■ Quoted text

[START]

Thanks for all the info


----------



## deborita3 (Oct 27, 2018)

VirginiaIron said:


> View attachment 231876
> 
> If you have the ACT, you want to close the rod on the right (start control) at 5 to 15 minutes and the center one will regulate the heat according to quality of wood/draft, and circumstances.
> 
> ...



You push the center one in for fully open correct?


----------



## VirginiaIron (Oct 27, 2018)

deborita3 said:


> It is a Pre ACC. It has a blower on it that you control manually.
> I thought the quadra was suppose to give off good heat.


I was impressed with the free standing unit and as far as efficiency or lack of creosote they both were fantastic. 
I hear some on here rave about their inserts. The 3100i ACT was the only insert I ever used and we weren't satisfied. The guy who uses our old insert now loves it. I guess our houses have very different needs.
I see the heat output of inserts as obstructed by the exterior trim and not as free flowing as a free standing unit.
With quality wood and a good draft that stove will crank some heat but you need to keep feeding it since the Fire box is under 2cubic feet. That is why we ended up using it on the weekends because during the week our schedules would not permit keeping it stoked and after it cooled, even though there were coals inside, it took too long to heat the space again.
Get some dry wood and give it a whirl.


----------



## VirginiaIron (Oct 27, 2018)

deborita3 said:


> You push the center one in for fully open correct?


**Yes, I'm sorry push in. I got confused with my present stove.**
If you have the ACT, follow those directions for start up an running.


----------



## Dix (Oct 27, 2018)

deborita3 said:


> I have the air open on startup. I was wondering after you close the primary control, where should you keep the secondary which controls the heat. I don't want to burn the logs too quickly bit want to maintain enough heat. My magnetic thermometer is reading a little over 300. How high of a temp do you get on your stove?



The PE Cruises at 600 F, the 13 also.


----------



## begreen (Oct 27, 2018)

deborita3 said:


> I will try that tomorrow. Burning ok now. I think like someone said because there are different wood I think some may be dry and others not dry enough
> 
> 
> 
> ...


I think this stove has a convection deck lid. (VirginiaIron please verify) If so, the temperature in that location is not going to be lower than the actual stove top temp. Try moving the thermometer to the front face of the stove above either door corner and see what it reads.


----------



## VirginiaIron (Oct 27, 2018)

[END]

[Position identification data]

[START]

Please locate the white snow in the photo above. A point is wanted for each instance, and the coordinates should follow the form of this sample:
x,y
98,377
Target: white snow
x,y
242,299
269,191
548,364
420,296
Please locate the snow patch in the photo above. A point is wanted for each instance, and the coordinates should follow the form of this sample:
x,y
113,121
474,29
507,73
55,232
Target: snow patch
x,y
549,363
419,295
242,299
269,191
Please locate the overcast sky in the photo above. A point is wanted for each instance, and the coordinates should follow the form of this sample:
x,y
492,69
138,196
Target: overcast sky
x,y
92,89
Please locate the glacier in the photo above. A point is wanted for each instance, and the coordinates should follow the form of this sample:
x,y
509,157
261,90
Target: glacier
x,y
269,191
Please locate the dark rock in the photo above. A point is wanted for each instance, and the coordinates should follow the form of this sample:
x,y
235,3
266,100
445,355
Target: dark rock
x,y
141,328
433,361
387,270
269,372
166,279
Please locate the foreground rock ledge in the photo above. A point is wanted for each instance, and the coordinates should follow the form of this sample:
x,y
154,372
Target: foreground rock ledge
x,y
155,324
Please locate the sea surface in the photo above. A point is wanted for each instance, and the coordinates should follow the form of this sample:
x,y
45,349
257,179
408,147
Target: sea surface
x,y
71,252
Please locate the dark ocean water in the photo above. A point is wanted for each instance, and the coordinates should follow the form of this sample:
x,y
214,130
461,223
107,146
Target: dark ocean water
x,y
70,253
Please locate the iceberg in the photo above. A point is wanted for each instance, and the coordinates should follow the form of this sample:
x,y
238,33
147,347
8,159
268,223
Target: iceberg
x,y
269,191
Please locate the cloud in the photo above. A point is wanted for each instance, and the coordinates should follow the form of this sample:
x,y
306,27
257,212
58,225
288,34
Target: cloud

[END]

■ Exercise brief
Quote the part of the wood stove discussion that opens with the words containing "## deborita3 (Oct" and closes with "wood/draft, and circumstances.". The data come from a separate source.

■ Output for this task
## deborita3 (Oct 27, 2018)

VirginiaIron said:


> View attachment 231876
> 
> If you have the ACT, you want to close the rod on the right (start control) at 5 to 15 minutes and the center one will regulate the heat according to quality of wood/draft, and circumstances.